[Entries for bounding box labeling]

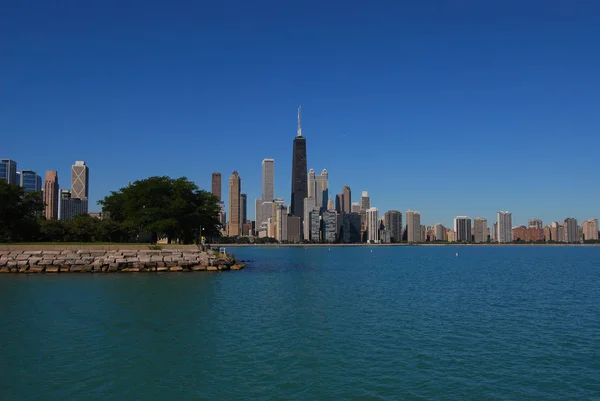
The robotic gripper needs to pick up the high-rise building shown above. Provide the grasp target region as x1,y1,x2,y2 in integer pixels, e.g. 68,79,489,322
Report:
227,171,242,237
71,161,90,199
383,210,402,242
335,194,342,213
307,209,321,242
498,212,512,244
582,219,598,241
212,173,221,202
367,207,379,243
59,189,88,221
454,216,471,242
433,223,444,241
19,170,42,193
303,198,317,241
323,210,337,243
240,194,248,224
342,185,352,213
290,108,308,218
44,170,60,220
287,215,301,244
262,159,275,201
406,210,421,242
473,217,488,244
565,217,579,243
360,191,371,210
0,159,19,185
307,168,317,199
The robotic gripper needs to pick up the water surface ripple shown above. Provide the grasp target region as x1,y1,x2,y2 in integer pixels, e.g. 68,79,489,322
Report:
0,247,600,401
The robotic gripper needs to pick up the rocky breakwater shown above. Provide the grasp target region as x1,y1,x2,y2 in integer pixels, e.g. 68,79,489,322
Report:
0,249,245,273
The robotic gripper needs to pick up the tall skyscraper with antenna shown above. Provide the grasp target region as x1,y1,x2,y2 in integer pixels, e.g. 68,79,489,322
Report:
290,107,308,219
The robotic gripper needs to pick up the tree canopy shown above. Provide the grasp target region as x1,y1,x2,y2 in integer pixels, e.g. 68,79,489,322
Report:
98,177,220,243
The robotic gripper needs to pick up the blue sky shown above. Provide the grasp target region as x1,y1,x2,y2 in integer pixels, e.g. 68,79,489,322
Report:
0,1,600,225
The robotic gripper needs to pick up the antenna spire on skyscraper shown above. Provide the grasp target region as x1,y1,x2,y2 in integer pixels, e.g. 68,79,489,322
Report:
298,105,302,136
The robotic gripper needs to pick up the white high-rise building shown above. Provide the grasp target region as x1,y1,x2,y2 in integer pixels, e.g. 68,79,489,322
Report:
308,168,316,199
262,159,275,202
406,210,421,242
303,198,317,240
498,212,512,244
367,207,379,243
454,216,471,242
473,217,489,244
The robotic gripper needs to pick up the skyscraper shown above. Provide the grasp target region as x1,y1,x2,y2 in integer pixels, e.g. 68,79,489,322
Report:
367,207,379,243
228,171,242,237
290,108,308,218
342,185,352,213
315,169,329,210
212,173,221,202
498,212,512,244
473,217,488,243
240,194,248,224
406,210,421,242
71,161,90,199
19,170,42,192
0,159,19,185
454,216,471,242
44,170,60,220
383,210,402,242
262,159,275,201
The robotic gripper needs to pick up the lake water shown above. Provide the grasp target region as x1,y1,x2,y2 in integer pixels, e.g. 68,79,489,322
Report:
0,247,600,401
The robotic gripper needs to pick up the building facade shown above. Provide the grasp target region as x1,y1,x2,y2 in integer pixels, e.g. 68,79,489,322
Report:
473,217,489,244
454,216,472,242
0,159,19,185
44,170,60,220
406,210,421,242
498,212,513,244
383,210,402,242
228,171,242,237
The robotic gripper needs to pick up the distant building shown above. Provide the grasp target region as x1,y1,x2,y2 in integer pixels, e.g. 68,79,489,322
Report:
212,173,222,202
0,159,19,185
383,210,402,242
454,216,472,242
367,207,379,243
473,217,489,244
228,171,242,237
60,189,88,221
303,198,317,241
71,161,90,199
341,213,361,244
262,159,275,201
498,212,513,244
44,170,60,220
287,215,301,244
19,170,42,193
433,223,444,241
309,209,321,242
581,219,598,241
323,211,337,243
406,210,421,242
342,185,354,213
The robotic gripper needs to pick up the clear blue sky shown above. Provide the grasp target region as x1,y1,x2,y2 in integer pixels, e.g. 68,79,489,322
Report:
0,0,600,225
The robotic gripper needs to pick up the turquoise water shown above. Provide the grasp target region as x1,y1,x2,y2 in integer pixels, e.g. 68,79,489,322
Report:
0,247,600,401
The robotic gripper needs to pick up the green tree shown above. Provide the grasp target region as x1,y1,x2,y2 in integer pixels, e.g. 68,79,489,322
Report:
98,177,220,243
0,180,44,242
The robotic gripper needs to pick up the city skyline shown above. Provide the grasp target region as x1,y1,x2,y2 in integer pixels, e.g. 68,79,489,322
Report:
0,2,600,227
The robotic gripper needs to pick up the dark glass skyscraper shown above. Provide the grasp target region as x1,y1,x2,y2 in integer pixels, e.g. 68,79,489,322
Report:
290,108,308,219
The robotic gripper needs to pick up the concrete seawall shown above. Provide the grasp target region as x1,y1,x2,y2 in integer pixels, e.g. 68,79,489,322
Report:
0,246,245,273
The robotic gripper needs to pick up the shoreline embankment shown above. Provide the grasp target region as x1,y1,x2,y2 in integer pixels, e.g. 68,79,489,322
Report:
0,245,245,273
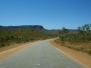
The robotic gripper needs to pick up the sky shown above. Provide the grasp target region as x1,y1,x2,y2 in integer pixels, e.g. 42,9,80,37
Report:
0,0,91,29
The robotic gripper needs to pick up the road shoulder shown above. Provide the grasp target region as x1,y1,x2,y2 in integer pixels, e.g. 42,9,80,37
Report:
0,41,39,60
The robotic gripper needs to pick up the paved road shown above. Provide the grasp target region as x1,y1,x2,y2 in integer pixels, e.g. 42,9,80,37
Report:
0,40,86,68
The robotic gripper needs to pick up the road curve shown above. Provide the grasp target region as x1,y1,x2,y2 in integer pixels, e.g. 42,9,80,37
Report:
0,40,87,68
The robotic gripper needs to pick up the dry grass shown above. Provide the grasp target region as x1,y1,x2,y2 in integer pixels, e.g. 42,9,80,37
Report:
56,40,91,55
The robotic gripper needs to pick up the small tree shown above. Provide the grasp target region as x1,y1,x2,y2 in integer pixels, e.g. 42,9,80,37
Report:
59,27,69,41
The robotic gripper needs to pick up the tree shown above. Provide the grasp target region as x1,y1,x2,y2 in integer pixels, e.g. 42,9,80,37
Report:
78,24,91,41
59,27,69,41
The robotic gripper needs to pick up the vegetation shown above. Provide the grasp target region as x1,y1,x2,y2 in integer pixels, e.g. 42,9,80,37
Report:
0,28,55,47
56,24,91,55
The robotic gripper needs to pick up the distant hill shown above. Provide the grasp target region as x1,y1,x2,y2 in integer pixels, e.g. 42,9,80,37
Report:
0,25,77,34
0,25,44,30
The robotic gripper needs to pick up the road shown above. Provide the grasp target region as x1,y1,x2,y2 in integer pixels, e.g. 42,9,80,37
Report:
0,40,87,68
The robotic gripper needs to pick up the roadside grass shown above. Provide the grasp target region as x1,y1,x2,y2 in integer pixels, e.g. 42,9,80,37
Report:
55,39,91,55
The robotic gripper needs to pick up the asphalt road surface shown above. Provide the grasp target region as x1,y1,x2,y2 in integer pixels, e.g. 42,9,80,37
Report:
0,40,87,68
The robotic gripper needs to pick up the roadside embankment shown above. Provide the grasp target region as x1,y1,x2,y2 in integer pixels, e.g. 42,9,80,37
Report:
50,40,91,67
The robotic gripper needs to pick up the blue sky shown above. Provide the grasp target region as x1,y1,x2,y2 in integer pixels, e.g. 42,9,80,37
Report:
0,0,91,29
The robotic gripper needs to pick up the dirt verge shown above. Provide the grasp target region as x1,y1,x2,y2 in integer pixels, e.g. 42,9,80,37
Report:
0,41,39,60
50,40,91,67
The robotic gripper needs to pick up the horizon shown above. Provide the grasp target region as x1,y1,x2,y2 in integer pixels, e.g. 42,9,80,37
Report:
0,0,91,29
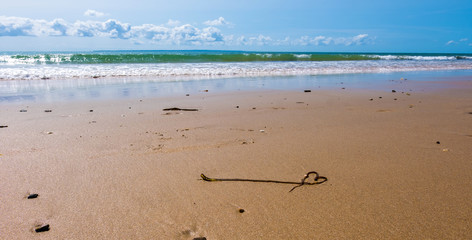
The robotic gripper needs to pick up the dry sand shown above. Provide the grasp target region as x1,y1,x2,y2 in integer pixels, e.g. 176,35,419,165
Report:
0,80,472,239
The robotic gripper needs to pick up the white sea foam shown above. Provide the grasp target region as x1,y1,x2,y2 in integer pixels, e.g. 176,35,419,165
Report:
0,58,472,81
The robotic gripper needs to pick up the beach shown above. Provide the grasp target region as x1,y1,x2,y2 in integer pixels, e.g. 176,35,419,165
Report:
0,74,472,239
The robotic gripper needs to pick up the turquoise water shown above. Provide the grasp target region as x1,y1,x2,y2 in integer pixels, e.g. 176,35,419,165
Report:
0,51,472,65
0,51,472,102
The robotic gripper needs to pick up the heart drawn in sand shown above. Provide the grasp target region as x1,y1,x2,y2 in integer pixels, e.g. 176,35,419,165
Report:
301,171,328,185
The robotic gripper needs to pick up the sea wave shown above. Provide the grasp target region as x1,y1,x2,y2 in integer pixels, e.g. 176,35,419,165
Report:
0,51,472,67
0,60,472,81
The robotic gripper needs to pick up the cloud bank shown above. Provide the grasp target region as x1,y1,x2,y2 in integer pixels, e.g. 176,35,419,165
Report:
0,13,373,46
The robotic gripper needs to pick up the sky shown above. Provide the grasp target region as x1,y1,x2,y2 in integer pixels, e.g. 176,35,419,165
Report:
0,0,472,53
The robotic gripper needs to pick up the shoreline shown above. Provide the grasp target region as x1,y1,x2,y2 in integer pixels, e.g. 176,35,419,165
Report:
0,70,472,104
0,76,472,239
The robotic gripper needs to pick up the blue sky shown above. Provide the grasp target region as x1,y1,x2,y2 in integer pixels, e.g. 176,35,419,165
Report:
0,0,472,53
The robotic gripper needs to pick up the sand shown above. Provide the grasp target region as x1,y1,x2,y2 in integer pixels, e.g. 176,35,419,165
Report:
0,80,472,239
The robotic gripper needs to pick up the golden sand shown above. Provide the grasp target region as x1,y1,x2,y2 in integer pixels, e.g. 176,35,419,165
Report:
0,80,472,239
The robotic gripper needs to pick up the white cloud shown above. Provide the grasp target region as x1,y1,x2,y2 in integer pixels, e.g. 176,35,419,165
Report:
167,19,181,27
0,14,376,46
203,17,231,26
293,34,373,46
446,40,456,45
84,9,106,17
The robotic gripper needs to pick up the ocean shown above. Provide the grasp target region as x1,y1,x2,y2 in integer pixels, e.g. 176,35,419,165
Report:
0,51,472,101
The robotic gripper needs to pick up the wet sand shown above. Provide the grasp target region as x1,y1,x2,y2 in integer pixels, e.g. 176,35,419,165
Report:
0,79,472,239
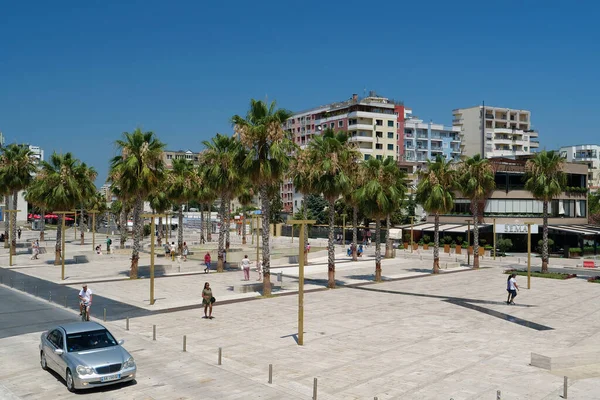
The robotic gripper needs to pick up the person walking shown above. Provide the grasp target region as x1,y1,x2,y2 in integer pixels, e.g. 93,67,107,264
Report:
241,254,250,281
202,282,215,319
183,242,189,261
204,251,210,274
506,274,519,304
31,239,40,260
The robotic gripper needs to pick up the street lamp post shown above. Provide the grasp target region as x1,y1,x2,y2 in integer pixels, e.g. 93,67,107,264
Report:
465,219,471,267
288,220,317,346
4,210,21,267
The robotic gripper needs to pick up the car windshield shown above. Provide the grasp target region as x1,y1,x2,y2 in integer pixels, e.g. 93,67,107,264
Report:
67,329,118,353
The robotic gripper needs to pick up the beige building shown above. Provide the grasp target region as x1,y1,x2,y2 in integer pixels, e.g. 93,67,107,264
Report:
452,105,539,158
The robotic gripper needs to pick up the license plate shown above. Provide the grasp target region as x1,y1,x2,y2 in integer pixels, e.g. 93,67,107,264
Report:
100,374,121,382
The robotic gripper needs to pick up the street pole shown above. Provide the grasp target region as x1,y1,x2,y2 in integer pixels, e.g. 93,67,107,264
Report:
465,219,471,267
4,210,21,267
288,220,317,346
53,211,73,281
409,215,415,253
525,222,531,289
492,218,496,261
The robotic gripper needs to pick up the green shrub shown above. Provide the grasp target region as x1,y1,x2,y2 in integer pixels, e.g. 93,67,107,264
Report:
497,238,512,253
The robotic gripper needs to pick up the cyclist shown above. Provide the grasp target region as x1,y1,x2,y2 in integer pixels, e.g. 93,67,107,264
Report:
79,284,92,321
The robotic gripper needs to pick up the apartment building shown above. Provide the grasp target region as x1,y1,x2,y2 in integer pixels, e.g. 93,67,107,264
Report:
281,92,404,212
452,105,539,158
559,144,600,192
163,150,200,169
403,113,461,162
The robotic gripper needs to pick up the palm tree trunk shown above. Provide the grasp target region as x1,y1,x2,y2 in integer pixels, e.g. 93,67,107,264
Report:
75,206,87,246
40,208,46,242
225,197,231,250
352,205,358,261
156,217,162,247
177,204,183,255
242,211,246,244
217,197,226,272
385,214,392,258
467,200,479,269
375,216,381,282
302,204,308,265
129,197,144,279
10,190,19,256
54,214,65,265
200,204,204,244
119,207,127,249
432,212,440,274
260,184,271,296
4,195,12,249
542,201,548,274
327,199,335,289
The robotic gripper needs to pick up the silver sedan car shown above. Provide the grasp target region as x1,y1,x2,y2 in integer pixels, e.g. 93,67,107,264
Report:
40,322,136,392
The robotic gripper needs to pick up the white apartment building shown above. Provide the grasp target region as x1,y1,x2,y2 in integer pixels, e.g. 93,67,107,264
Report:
452,105,539,158
560,144,600,191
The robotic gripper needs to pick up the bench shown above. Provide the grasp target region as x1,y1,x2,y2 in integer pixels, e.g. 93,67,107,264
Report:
73,255,89,264
583,260,596,268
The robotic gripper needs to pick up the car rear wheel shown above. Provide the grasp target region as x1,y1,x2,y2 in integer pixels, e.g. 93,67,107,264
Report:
67,369,75,393
40,351,48,371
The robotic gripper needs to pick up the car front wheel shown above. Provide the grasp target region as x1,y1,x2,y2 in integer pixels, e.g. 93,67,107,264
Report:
67,369,75,393
40,351,48,371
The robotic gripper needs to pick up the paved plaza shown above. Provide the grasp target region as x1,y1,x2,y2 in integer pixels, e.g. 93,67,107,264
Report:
0,227,600,400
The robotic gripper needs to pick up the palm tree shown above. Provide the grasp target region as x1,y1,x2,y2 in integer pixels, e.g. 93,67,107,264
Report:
356,158,406,282
457,154,496,268
202,133,245,272
307,129,360,288
166,159,199,254
108,128,165,279
0,143,36,254
525,150,567,273
30,153,96,265
231,99,294,296
148,189,172,247
415,156,456,274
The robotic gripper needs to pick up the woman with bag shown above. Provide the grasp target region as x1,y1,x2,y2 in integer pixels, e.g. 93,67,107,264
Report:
202,282,215,319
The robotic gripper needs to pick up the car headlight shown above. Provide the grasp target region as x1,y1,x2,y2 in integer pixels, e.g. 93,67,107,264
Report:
77,365,94,375
123,357,135,368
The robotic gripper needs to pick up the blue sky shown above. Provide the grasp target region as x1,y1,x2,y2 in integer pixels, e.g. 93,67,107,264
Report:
0,0,600,185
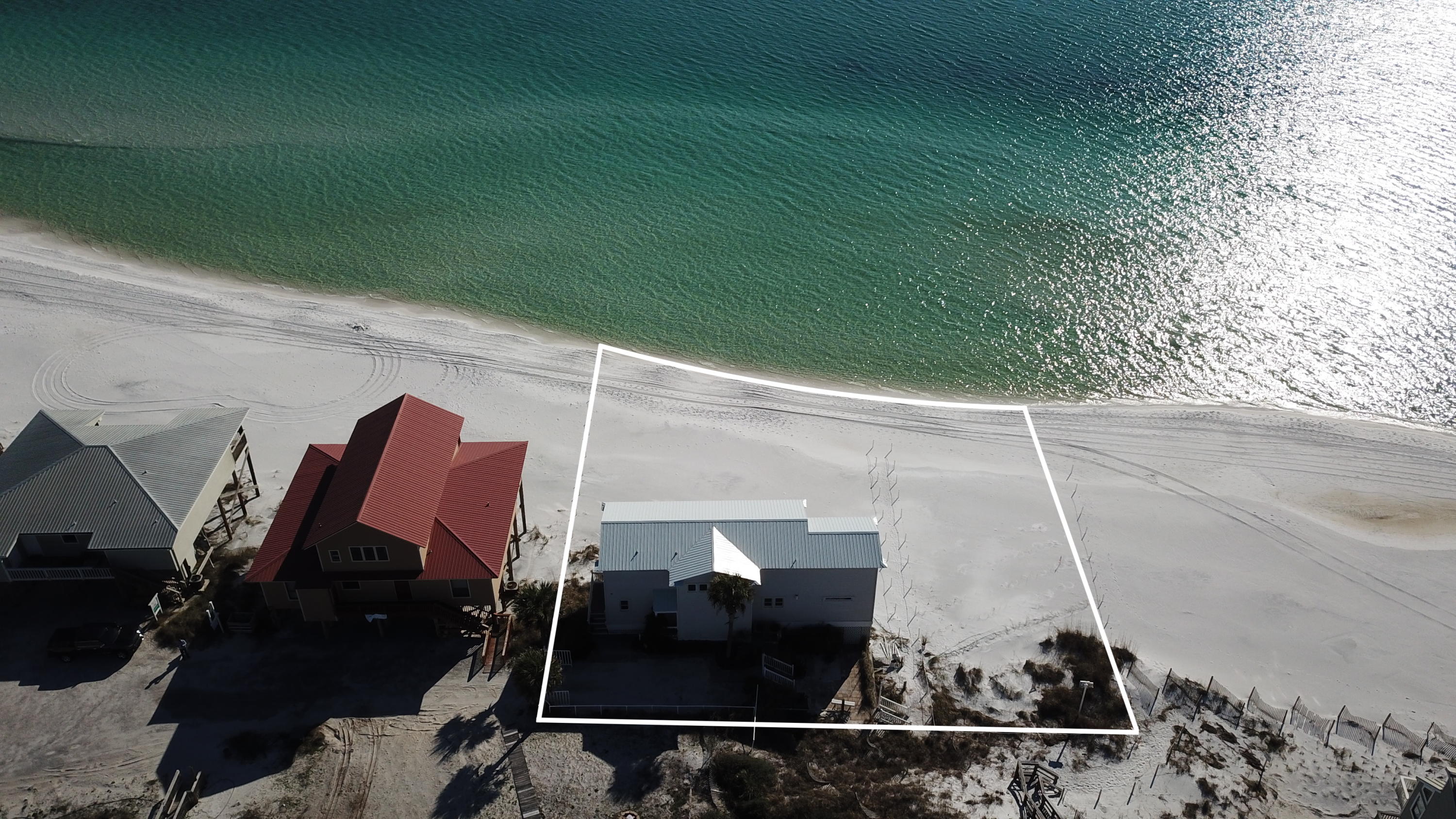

[TASK]
Copy out every line of the material above that contains the string "blue".

[RESULT FOR THIS TASK]
The robotic gripper needs to pick up the blue sky shown above. Provide the grasp target region as x1,y1,x2,y2 in integer pixels, e.g. 68,79,489,322
The robotic gripper needs to pick up the clear blue sky shown above. Provide the grasp target region as x1,y1,x2,y2 in integer pixels, e.g. 68,79,489,322
The robotic gripper needs to pick up the blue sky shown above. Provide the grasp target region as x1,y1,x2,y2 in integer pixels, e.g. 42,9,80,37
The robotic gripper needs to pick up the blue sky shown above. Provide the grasp target region as x1,y1,x2,y2 in integer pixels, e.g. 176,35,419,165
The robotic gripper needs to pick up the blue sky shown above. Provide the grasp target region as x1,y1,x2,y2 in integer pixels, e.g. 93,67,107,264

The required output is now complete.